**WHAT YOU WILL DO**: Lay out every line of all the records below as a numbered list, omitting blank lines and excluding the pictures.

**GIVEN DATA**:
..........

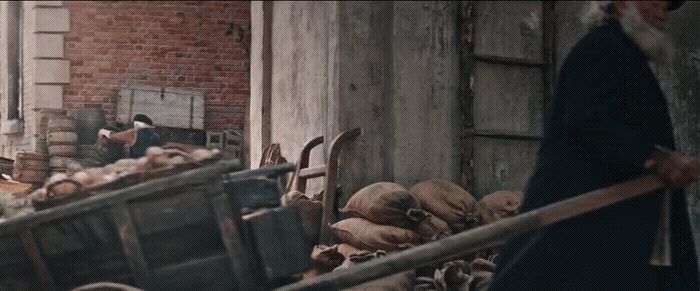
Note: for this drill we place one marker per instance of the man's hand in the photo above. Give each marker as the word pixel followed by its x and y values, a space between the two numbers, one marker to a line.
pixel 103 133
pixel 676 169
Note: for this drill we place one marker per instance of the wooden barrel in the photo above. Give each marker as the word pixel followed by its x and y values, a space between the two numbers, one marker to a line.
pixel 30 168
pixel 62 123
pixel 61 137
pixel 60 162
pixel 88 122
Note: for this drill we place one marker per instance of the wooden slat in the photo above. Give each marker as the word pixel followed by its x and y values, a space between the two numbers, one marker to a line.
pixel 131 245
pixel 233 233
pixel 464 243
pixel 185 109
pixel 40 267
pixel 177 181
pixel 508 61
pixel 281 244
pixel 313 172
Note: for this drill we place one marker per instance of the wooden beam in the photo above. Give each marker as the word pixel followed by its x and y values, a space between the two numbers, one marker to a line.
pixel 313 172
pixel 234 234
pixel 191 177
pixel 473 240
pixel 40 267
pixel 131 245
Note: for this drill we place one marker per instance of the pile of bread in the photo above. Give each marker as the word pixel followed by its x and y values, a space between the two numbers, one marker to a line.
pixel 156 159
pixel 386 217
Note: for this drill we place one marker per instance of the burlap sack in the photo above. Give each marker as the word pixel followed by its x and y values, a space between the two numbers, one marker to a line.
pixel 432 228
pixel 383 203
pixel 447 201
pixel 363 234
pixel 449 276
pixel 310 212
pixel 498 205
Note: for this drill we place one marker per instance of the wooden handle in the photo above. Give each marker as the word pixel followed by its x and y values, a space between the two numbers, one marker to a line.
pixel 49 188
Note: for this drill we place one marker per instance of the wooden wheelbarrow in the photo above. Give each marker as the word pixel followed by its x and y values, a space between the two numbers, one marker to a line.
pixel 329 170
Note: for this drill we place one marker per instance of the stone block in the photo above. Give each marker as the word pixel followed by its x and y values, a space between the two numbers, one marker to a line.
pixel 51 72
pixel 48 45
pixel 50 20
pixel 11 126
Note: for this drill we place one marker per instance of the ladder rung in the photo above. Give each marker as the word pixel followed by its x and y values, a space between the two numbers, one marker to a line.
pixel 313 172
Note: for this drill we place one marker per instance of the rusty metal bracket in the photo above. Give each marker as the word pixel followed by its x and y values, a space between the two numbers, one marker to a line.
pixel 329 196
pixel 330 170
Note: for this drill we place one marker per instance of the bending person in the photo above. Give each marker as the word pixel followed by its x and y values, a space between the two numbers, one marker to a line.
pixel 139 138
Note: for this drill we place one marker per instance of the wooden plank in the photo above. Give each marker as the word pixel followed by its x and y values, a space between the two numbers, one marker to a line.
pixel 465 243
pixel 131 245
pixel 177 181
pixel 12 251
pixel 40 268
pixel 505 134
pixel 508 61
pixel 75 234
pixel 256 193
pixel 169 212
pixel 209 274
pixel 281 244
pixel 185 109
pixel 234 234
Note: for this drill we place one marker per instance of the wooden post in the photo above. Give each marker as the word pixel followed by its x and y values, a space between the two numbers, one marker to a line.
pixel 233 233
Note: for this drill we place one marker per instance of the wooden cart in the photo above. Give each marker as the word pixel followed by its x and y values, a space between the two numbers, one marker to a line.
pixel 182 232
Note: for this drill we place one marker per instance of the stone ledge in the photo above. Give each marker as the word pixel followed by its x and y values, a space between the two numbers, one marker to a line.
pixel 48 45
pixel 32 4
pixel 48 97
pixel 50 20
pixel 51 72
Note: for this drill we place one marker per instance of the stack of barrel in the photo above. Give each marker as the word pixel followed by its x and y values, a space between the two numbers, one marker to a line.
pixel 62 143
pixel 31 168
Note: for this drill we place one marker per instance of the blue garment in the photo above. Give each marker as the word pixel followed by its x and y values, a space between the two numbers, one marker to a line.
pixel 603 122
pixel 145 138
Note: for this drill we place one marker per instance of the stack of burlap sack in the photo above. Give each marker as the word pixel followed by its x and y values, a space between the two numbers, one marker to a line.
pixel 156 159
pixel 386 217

..........

**EXERCISE OUTPUT**:
1. Note: for this drill we place one marker per instance of the man's hand in the photo above. Give each marker as the word pixel followed by its x and y values, a space between the two numbers, one marker to a line.
2. pixel 103 133
3. pixel 676 169
4. Note: for this drill we place one marker per instance of the wooden barrel in the photo above. Give each marker as the word pixel followed by its x and y values, a space between the two numbers, one marker to a line.
5. pixel 30 168
6. pixel 62 123
7. pixel 61 137
8. pixel 60 162
9. pixel 88 122
10. Note: for this drill we place one marker per instance of the wooden slat in the photo above. Give each marker as the word pixel followed by its x and y values, a space between the two numbers, one marker to a line.
11. pixel 131 245
12. pixel 233 233
13. pixel 464 243
14. pixel 185 109
15. pixel 40 267
16. pixel 177 181
17. pixel 508 61
18. pixel 281 244
19. pixel 313 172
20. Note: for this drill we place one marker per instance of the wooden beam in the photo above. Give each marker as the word pixel followed by its x and y values, a space between the two numbers, one marker to a line.
21. pixel 313 172
22. pixel 234 234
23. pixel 191 177
24. pixel 473 240
25. pixel 40 267
26. pixel 131 245
27. Note: for this drill we place one marker per instance of the pile of bread in the photo above. Give each marker as the word pixel followed by its x and y values, a space between the two numbers, one marker to a line.
28. pixel 156 159
29. pixel 386 217
30. Note: for this drill we place one marker per instance of the burlap sack in the photo above. Give each marker as the word pixel followed by its x and y values, a space between the two numbers, one marker to a line.
31. pixel 432 228
32. pixel 383 203
33. pixel 447 201
34. pixel 363 234
35. pixel 449 276
36. pixel 310 212
37. pixel 498 205
38. Note: for this drill we place one marker per instance of the wooden handle in the photo above. Give each marker as the word pixel followed by its x and y values, a space between the two numbers, one marker to a line.
39. pixel 49 188
40. Note: for this drill we place one marker per instance of the wooden wheelbarrow in the photo above. Give each marker as the word pixel followed by its x and y values, a space between the two numbers, one marker to a line.
41. pixel 329 170
42. Note: for this drill we place one marker per instance of the stone block in the photo above. Give each marker as the word pixel followed by its x and y values, a space between the two numbers, one marker to a line.
43. pixel 51 72
44. pixel 48 45
45. pixel 50 20
46. pixel 11 126
47. Note: for this drill we place one marker per instance of the ladder rung in the photo above. Give each marker as the word pixel followed by its x and y values, a space between the two numbers, one marker to a line.
48. pixel 313 172
49. Note: for this drill we place one marker per instance of the rusty metal bracket in the photo above. Give each marker as the word pixel followed by its x and y values, a space between the two numbers, one marker to a line.
50. pixel 329 196
51. pixel 330 170
52. Note: for this drill we place one marker per instance of the bending person in the photo above. Give each marker as the word pixel followed by its x and y values, a space between the two numbers, one marker to a line.
53. pixel 139 138
54. Note: for this drill we place one marker per instance of the wooden plank in the photo above. Give each marker as the word pixel followed by its x and y values, a space between the two numbers, one marker to a line.
55. pixel 465 243
56. pixel 131 245
57. pixel 177 181
58. pixel 12 251
59. pixel 40 268
60. pixel 505 134
61. pixel 508 61
62. pixel 75 234
63. pixel 256 193
64. pixel 169 212
65. pixel 209 274
66. pixel 281 244
67. pixel 185 109
68. pixel 234 234
69. Note: for this drill we place one marker per instance of the wooden post in the photo above. Give each marker as the word pixel followed by its x and y values, a space between the two numbers, one marker to a line.
70. pixel 233 233
71. Note: for this drill we place one marker per instance of the wooden cart in the photo above. Give each marker as the word pixel followed by its x and y values, a space between the two numbers, one marker to a line.
72. pixel 182 232
73. Note: for this drill we place one marker per instance of the stone ledge in the photo above. Give each marker as the word pixel followed by its x and y values, a space between the two numbers, one marker to a line.
74. pixel 48 45
75. pixel 32 4
76. pixel 48 97
77. pixel 50 20
78. pixel 51 72
79. Note: for this drill we place one marker per instance of the stack of barrel in the photo above. Give each marker as the word pixel followed by its x and y values, a space between the two numbers, one marker to a line.
80. pixel 62 143
81. pixel 31 168
82. Note: for this drill we place one marker per instance of the blue garment in the photo above. Give each marker as the word pixel followed by its x and y values, a space between the two numbers, one marker to a line.
83. pixel 603 122
84. pixel 145 138
85. Note: for this drill we place one marker per instance of the stack of burlap sack in the photo above. Give each marker as the word pixel followed by its x and y values, a space between the two numbers, one marker to a line.
86. pixel 156 159
87. pixel 386 217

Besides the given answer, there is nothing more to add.